== The problem ==
Can you extract, word for word, the stretch of the Devon House article below from "BY ALYSSA MAHADEO" through "country’s greatest treasures."?

== Source document ==
BY ALYSSA MAHADEO
In a country rich with history, there is an abundance of stories that are sure to take you back in time, to experience a different world, filled with secrets, conspiracies and truths that you might not ever know. The buildings and colonial style architecture of Kingston Jamaica tell their own stories, particularly the Devon House Mansion, located in the heart of Kingston’s downtown area, now a tourist site for visitors to experience first hand one of the country’s greatest treasures.
The Devon House estate sits on a vast area of land, a beautifully landscaped eleven acres in the capital city of Jamaica. This mansion was home to Jamaica’s first black millionaire George Stiebel. This gorgeous house was built in 1891, and was originally a much larger property at fifty one acres. The front of the house is spectacular to behold. The gorgeous Georgian style great house is painted stark white, modeled in colonial style architecture with real wooden shutters framing each window giving it a personal and unique charm.
Visitors to this historical site are taken back in time with a tour of the mansion, each room is it’s own individual experience, telling a story of former residents and imagining them being used during those periods. The house is furnished with a collection of 19th-century antiques for the Jamaican and Caribbean region hosting artifacts from the earthquake in Port Royal and devices created for multi-purpose use. Most of the furniture is exclusive to the Devon House, hand crafted and made of solid oak wood, including the beautiful staircases that take you to the second story of the house. The Devon house is a symbol of the life led by privileged West Indian society in the Victorian era, every room lit by a unique beautiful hand crafted chandelier, some of which were purchased by Stiebel the original owner of the mansion.

Stored items:
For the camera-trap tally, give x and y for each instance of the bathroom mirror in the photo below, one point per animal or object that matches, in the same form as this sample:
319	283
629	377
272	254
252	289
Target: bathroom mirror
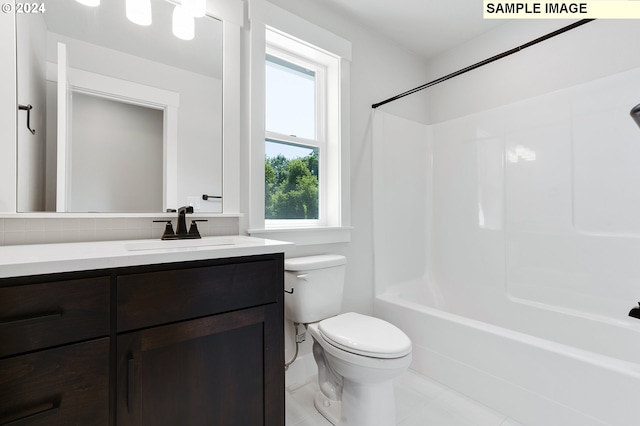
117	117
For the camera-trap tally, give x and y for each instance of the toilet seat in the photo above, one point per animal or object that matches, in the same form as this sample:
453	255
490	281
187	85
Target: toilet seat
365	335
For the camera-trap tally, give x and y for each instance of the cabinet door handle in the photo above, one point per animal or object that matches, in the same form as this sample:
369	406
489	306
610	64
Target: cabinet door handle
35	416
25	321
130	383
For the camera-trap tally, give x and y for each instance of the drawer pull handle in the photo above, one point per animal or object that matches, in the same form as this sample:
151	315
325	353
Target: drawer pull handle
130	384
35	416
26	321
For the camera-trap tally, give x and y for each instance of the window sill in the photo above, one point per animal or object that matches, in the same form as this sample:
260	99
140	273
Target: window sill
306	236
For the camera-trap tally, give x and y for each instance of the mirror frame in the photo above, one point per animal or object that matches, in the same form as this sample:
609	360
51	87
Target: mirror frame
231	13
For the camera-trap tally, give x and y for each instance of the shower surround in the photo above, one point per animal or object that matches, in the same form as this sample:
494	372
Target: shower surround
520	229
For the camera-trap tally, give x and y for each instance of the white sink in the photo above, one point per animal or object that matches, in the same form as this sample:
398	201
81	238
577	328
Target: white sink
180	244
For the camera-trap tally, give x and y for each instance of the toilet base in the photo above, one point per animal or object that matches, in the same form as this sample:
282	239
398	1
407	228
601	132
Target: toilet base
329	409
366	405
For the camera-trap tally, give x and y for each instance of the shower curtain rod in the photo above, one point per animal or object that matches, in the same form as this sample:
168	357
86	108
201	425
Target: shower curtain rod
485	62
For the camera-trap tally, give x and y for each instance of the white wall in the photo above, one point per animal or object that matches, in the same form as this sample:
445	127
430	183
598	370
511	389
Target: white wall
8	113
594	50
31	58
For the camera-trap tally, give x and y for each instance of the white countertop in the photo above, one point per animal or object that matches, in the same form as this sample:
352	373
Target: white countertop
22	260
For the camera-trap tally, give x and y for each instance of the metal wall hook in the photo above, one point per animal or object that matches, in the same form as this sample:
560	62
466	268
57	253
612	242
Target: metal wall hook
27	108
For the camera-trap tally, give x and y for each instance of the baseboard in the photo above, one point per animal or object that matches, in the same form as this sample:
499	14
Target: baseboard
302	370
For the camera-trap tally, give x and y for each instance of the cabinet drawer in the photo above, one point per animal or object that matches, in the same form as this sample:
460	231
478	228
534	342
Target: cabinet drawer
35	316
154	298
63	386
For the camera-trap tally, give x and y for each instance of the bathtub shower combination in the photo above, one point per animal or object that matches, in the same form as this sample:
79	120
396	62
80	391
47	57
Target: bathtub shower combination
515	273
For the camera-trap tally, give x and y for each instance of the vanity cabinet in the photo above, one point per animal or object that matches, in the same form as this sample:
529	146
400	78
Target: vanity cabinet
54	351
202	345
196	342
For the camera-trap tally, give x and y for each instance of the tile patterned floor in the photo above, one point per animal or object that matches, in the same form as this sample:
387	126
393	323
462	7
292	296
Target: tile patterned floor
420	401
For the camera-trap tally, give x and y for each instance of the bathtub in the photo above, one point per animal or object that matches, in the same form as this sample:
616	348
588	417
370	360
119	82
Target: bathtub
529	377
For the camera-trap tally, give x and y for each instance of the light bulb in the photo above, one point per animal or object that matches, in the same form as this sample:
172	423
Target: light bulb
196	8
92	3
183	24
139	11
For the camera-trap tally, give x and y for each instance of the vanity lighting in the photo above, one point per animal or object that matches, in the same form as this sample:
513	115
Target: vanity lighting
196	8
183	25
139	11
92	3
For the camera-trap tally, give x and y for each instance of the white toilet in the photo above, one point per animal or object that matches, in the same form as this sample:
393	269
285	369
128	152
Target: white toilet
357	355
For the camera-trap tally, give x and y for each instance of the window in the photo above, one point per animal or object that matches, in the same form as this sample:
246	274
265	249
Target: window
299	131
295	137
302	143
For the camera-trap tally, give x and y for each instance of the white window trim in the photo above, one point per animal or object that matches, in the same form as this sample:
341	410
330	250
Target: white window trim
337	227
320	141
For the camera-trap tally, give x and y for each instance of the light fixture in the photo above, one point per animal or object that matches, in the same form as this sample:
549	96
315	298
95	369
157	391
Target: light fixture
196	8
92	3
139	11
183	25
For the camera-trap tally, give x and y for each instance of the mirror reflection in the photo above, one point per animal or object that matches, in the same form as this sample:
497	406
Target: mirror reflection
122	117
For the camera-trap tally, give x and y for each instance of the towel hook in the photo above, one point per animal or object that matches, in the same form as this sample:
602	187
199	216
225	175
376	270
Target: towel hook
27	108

== Finished task ==
BY ALYSSA MAHADEO
In a country rich with history, there is an abundance of stories that are sure to take you back in time, to experience a different world, filled with secrets, conspiracies and truths that you might not ever know. The buildings and colonial style architecture of Kingston Jamaica tell their own stories, particularly the Devon House Mansion, located in the heart of Kingston’s downtown area, now a tourist site for visitors to experience first hand one of the country’s greatest treasures.